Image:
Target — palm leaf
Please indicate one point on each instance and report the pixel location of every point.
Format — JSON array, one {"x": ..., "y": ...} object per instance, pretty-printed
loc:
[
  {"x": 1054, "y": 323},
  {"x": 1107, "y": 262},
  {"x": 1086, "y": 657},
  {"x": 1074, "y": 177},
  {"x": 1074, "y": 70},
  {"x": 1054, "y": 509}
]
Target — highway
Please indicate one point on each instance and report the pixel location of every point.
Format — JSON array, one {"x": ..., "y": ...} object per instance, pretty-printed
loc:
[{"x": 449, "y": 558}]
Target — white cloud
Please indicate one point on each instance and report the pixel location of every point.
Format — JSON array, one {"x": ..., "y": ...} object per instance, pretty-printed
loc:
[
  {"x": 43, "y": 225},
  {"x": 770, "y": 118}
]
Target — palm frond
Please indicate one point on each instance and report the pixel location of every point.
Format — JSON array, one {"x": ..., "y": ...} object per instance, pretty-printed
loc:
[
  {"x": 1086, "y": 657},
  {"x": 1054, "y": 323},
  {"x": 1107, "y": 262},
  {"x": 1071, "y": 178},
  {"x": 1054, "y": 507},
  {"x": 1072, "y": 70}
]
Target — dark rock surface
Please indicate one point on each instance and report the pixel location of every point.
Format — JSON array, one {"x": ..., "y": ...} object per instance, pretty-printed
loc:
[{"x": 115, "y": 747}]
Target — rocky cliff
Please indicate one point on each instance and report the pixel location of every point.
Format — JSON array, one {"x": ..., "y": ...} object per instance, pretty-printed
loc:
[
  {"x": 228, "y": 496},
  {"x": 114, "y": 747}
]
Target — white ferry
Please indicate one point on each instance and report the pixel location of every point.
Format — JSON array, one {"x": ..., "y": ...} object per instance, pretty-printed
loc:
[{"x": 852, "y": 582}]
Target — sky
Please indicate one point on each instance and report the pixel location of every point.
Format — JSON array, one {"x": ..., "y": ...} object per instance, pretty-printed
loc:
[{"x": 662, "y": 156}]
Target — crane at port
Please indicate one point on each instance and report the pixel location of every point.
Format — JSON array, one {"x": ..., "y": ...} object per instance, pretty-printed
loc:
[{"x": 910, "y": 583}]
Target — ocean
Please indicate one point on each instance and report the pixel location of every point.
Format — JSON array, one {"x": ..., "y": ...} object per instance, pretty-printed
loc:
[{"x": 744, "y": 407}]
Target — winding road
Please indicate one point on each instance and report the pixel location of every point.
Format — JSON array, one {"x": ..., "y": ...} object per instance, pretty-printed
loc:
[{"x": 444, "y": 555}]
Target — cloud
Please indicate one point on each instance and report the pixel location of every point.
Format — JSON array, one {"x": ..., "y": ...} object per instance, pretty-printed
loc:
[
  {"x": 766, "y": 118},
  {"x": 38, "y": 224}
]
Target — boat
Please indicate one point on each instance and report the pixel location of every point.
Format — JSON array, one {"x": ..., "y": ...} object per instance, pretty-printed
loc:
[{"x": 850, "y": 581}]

= BRIEF =
Copy out the rows from the line containing "Target — boat" through the end of the rows, changing "indicate" to "mark" and leaving everything else as it is.

= RESPONSE =
Target — boat
Please mark one point on each instance and report the pixel location of every point.
Format — JSON array, one {"x": ..., "y": ...} object per instance, pretty-printed
loc:
[{"x": 850, "y": 581}]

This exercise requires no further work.